▶ [Point annotation records]
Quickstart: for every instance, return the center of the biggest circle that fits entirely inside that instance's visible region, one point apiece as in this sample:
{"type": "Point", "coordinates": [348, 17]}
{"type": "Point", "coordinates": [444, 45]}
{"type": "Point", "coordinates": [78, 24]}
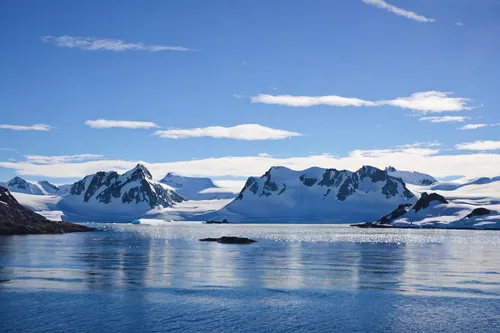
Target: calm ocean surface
{"type": "Point", "coordinates": [296, 278]}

▶ [Goal] Please edit the material by replacing "instance" with "object" everywhere and changing nothing else, and leave the pictures out of your answer.

▶ [The reply]
Quickstart: for every object, return the center of the biggest circle that fits entirely inside that object's visible region, one point apiece as in this sample:
{"type": "Point", "coordinates": [348, 17]}
{"type": "Point", "coordinates": [444, 45]}
{"type": "Point", "coordinates": [78, 24]}
Target: calm ocean surface
{"type": "Point", "coordinates": [296, 278]}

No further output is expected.